**What the exercise asks:**
Please quote exactly the lines below from the line containing "negative clicks: (204, 144)" to the line containing "183L210 191L218 183L220", both lines included, and nothing else.

-- Materials provided follows --

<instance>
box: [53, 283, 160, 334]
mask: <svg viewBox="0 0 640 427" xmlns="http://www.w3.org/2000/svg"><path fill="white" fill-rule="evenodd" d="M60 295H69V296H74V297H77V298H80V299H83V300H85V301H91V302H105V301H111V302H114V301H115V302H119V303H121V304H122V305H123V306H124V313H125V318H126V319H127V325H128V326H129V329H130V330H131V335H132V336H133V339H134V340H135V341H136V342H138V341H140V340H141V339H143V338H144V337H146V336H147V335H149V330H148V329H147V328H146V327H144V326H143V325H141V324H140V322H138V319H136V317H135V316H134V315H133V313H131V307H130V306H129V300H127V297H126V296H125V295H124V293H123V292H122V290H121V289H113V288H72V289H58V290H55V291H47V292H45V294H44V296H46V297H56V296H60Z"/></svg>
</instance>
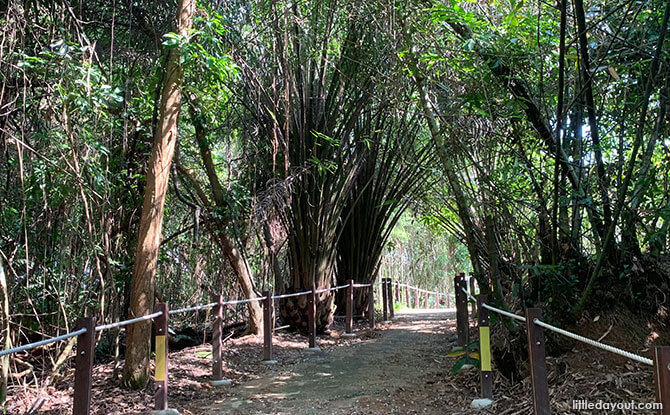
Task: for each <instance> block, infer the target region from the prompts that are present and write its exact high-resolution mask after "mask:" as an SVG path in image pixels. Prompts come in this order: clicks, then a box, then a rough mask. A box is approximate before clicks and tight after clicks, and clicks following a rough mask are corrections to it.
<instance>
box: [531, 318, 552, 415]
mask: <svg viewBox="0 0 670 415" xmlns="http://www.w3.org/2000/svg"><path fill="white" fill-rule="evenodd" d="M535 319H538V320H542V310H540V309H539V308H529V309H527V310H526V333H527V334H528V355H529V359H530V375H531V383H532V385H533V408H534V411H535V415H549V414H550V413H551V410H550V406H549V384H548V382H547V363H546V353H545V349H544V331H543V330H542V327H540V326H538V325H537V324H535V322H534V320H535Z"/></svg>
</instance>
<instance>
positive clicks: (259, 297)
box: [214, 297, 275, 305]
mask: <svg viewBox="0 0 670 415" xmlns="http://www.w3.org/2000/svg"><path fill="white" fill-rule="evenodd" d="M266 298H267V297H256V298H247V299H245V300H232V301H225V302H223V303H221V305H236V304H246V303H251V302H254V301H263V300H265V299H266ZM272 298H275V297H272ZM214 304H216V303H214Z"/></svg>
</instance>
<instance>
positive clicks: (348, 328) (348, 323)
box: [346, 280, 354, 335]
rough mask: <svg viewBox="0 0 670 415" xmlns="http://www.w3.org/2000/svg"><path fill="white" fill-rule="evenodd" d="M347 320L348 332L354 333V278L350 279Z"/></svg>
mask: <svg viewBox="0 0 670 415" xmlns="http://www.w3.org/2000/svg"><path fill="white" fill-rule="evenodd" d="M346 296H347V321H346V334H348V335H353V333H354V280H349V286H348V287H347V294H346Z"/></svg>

-- Materials provided concluded --
-- Materials provided follows --

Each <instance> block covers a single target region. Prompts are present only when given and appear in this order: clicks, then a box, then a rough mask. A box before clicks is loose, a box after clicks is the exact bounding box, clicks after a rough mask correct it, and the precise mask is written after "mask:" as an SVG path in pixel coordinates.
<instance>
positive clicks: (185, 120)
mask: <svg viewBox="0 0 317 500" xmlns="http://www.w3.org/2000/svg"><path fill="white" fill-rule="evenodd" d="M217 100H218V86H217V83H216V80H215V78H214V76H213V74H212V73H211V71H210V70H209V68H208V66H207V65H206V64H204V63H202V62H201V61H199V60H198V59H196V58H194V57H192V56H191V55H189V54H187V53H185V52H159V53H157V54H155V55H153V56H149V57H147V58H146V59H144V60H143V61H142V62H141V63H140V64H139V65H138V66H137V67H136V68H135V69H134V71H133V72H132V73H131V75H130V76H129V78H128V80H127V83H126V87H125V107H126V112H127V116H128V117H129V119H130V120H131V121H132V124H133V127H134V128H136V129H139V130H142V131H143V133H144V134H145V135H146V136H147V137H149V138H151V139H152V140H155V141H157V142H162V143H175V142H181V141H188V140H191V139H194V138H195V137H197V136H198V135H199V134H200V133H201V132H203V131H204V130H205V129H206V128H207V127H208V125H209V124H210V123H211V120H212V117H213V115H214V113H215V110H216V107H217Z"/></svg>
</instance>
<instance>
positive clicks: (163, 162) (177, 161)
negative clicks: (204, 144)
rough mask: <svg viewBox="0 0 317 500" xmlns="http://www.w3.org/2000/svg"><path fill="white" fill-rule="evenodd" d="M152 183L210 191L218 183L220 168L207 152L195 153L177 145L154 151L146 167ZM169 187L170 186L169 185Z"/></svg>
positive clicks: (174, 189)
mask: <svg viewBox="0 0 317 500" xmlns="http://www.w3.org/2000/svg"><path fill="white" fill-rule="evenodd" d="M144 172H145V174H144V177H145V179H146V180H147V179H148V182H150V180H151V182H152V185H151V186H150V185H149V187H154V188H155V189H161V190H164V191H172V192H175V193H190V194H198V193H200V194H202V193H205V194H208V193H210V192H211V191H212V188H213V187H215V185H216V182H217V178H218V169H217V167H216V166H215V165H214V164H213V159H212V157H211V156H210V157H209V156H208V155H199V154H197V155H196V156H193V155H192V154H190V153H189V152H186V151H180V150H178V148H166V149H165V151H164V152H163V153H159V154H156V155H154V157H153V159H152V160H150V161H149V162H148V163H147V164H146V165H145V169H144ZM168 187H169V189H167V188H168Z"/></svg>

-- Materials provided concluded --

**Exercise solution:**
negative clicks: (204, 144)
rough mask: <svg viewBox="0 0 317 500" xmlns="http://www.w3.org/2000/svg"><path fill="white" fill-rule="evenodd" d="M152 183L210 191L218 183L220 168L207 152L195 153L177 145L154 151L146 167ZM169 187L170 186L169 185Z"/></svg>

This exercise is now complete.